| TO DO |
Rewrite the records below, replacing "dark green tree" with "evergreen tree" and keeping everything else unchanged. Leave the pictures out of your answer.

| MATERIAL SUPPLIED |
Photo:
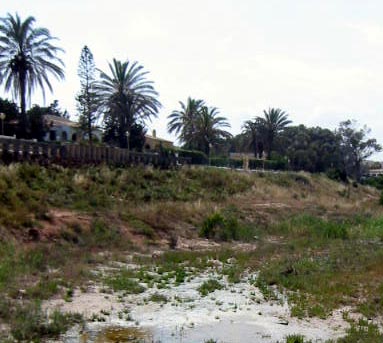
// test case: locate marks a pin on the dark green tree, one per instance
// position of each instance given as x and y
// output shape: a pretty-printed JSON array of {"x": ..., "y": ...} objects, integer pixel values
[
  {"x": 356, "y": 147},
  {"x": 311, "y": 149},
  {"x": 12, "y": 117},
  {"x": 254, "y": 135},
  {"x": 273, "y": 122},
  {"x": 209, "y": 129},
  {"x": 86, "y": 99},
  {"x": 183, "y": 122},
  {"x": 126, "y": 98},
  {"x": 27, "y": 57}
]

| EXERCISE RESULT |
Photo:
// test case: locate marks a pin on the evergreen tree, one per instance
// position of each instance given as x and y
// output shape: a pretty-printed JSON array of {"x": ..., "y": ...} objects, integer pixel values
[
  {"x": 356, "y": 147},
  {"x": 311, "y": 149},
  {"x": 12, "y": 117},
  {"x": 254, "y": 135},
  {"x": 273, "y": 122},
  {"x": 209, "y": 129},
  {"x": 86, "y": 99},
  {"x": 183, "y": 122},
  {"x": 126, "y": 98},
  {"x": 27, "y": 57}
]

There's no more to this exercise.